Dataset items
§

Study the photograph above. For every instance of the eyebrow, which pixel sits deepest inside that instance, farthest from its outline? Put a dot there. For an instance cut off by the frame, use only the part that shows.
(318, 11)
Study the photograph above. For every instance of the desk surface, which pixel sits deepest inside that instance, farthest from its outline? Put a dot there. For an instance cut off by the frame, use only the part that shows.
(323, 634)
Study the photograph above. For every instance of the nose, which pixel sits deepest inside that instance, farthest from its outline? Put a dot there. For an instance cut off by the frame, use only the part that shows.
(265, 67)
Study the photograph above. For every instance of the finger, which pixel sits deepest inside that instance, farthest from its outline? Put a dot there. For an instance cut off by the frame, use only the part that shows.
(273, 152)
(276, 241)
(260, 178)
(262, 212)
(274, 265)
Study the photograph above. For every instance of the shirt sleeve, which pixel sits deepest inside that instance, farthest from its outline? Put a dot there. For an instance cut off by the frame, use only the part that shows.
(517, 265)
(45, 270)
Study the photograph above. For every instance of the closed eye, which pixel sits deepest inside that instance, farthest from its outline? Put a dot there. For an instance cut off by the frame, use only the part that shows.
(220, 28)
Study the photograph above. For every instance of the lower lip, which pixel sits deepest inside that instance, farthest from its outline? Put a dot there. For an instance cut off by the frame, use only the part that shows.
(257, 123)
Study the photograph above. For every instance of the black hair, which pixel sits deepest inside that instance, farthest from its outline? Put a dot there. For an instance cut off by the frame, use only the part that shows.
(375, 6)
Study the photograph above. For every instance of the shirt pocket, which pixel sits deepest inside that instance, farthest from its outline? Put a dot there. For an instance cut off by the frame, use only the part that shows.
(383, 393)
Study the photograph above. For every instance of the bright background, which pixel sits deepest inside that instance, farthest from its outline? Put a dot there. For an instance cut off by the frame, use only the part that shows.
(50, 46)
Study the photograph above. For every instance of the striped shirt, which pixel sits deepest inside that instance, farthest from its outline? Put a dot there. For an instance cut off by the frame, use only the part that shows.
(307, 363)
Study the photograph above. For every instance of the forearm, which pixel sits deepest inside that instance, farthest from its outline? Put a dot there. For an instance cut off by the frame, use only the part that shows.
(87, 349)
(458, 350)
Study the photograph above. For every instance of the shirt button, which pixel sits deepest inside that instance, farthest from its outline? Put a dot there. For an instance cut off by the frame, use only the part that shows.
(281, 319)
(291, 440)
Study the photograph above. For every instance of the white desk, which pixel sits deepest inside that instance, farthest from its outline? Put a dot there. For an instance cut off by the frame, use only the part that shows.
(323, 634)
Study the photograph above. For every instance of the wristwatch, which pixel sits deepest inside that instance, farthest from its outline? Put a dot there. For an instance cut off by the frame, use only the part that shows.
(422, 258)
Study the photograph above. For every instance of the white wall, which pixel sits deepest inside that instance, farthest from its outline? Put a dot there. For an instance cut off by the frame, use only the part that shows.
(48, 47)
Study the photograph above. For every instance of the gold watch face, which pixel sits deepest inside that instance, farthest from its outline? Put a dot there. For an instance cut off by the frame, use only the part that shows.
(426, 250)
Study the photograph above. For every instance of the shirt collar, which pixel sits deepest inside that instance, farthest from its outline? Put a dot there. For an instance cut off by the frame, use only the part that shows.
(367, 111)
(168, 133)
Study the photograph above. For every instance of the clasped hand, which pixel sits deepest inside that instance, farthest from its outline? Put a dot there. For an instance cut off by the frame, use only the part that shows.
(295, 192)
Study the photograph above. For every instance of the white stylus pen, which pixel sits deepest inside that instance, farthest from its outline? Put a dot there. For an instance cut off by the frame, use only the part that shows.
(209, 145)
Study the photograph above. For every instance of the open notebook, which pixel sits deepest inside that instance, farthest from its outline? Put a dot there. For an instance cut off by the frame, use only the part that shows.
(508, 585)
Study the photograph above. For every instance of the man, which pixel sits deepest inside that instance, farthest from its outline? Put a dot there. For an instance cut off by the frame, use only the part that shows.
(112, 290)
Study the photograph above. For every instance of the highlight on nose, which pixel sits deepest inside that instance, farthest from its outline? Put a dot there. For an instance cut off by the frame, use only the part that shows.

§

▶ _DESCRIPTION OF THE TASK_
Retype every line of the data, keeping each one exactly as it is.

▶ _SOLUTION BELOW_
Study the photograph above. For every instance of the eyebrow, which pixel sits deepest inside that instance, farthest from its outline? Put a dot there. For an instance cut off by the frame, use only the part that shows.
(318, 11)
Study the photograph above. For every instance of the desk surface, which pixel sits deepest inside that instance, farthest from its outline? Put a dot there. For an instance cut off by the frame, use only the part that shows.
(323, 634)
Study the photograph above. For every instance of the nose, which pixel sits deepest inside that instance, farthest from its outline? Put a dot there. For an instance cut off by the frame, use only the part that shows.
(265, 67)
Study the photograph above. For every instance of the finger, which pixel sits deepest inside that instance, farthest from its outline? Put a dot there. For an instance cut off by the frame, use only the part that shows.
(273, 152)
(276, 241)
(260, 178)
(262, 212)
(274, 265)
Study the photograph above. For every instance of the shirt sleeve, which pixel sits deepest inside that instance, farthest from its outline? Put a dot there. For an instance cut off by the frame, use only the part that shows.
(517, 265)
(45, 270)
Study the photograph above. For every instance of the closed eye, which pixel sits deepest inside that instance, farthest from its outline? Put a dot there. For an instance cut off by the frame, use only the part that shows.
(220, 28)
Study the photograph above. For every instance of the lower lip, which pixel sits deepest inside that instance, farthest from its outline? Put a dot there. For an instance cut off by the frame, use only the part that shows.
(257, 123)
Study the photograph above. For every instance of the black hair, which pixel sits deepest inside that instance, farthest from its outline? Put a dot there. For an instance cut off by the frame, use only the part that shows.
(375, 6)
Study the photograph above. For every instance of the shirt pocket, which pixel sits deepest inside that instance, farthest from its outline? Put a dot there. For an instance cut off by the frame, use only the part that shows.
(383, 393)
Study the photograph above. For every instance of the bright background, which pixel sits deepest inside that instance, farthest from its outline? Put a dot there. For an instance cut off by the frame, use only the part that shows.
(50, 46)
Study the photograph above. For every instance of the striped shirt, which pixel sits deepest inside that instance, farthest from its outline? Put a dot there. For an instance cut off by the frame, use only the part that shows.
(307, 363)
Study the photograph above. For every instance of the forearm, which pixel sits deepest inside that instance, farthest from its outline? Put a dot there. For an instance cut off by the frame, use only the part that shows.
(87, 349)
(458, 350)
Study the photograph above. For every instance of the shirt button, which pixel sits deepest inside that instance, farthest from its outline? Put a dot there. For an instance cut off by the frame, use only the part that shows.
(281, 319)
(291, 440)
Study the photograph above. For every instance of the white desk, which pixel sits deepest inside that instance, farthest from its outline? Put a dot there. For an instance cut off by the frame, use only the part that shows.
(323, 634)
Study the photograph above. For every instance of the wristwatch, which pixel sits deepest inside that instance, farthest from its outline? Put a dot there. For an instance cut off by the frame, use only the part that shows.
(422, 258)
Study the photograph above. For every instance of the white wall, which pixel sits deepest inside that instance, farthest from its outline? Put a dot there. For an instance cut off by the frame, use only the part that shows.
(48, 47)
Study the photograph above. For every instance of the gold watch face, which pixel sits deepest inside that instance, farthest from its outline? Put a dot there. For an instance cut off by the frame, use only the part that shows.
(426, 250)
Study the photograph above. For every instance of the shirt collar, which pixel sits deepest inside that instance, farthest from its outline? Put a dot there. For an instance cut off by the frame, use only the part that shows.
(367, 111)
(168, 133)
Study the photograph above. For every instance of the clasped hand, which pixel sits deepest inside that instance, farthest from its outline? Put a dot there. For an instance cut off by the frame, use only the part that shows.
(295, 192)
Study the photograph above. For every instance of the white stylus pen, which pixel sits deepest inside that instance, farthest from its outline? Put a dot there. For an instance cut off by the frame, use only the part that shows.
(209, 145)
Study the photograph above. For every instance of the open notebook, which pixel sits deepest inside that instance, farthest from its outline? Put a dot there. For an instance cut off by the frame, use only the part that shows.
(508, 585)
Study the photograph above. For every instance of the man, which pixel sits deepest inside that instance, farthest from its outline? Put a dot there. For an instance cut off by the frame, use only the part that shows.
(112, 290)
Study the photograph above. For every instance of the highlight on nose, which pixel sits deepest inside that instance, farthest from its outline? Put a dot there. For an instance cut off by the frame, use only the part that shows.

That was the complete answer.